#### [Given task]
Reproduce each of the records below line for line, changing nothing.

#### [Material to process]
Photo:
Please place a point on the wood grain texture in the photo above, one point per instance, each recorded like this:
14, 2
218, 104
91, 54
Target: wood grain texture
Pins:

#### [Written response]
Photo:
Please place a point on the wood grain texture in the photo above, one point per instance, each recorded like this:
14, 2
218, 104
91, 54
Target: wood grain texture
Pins:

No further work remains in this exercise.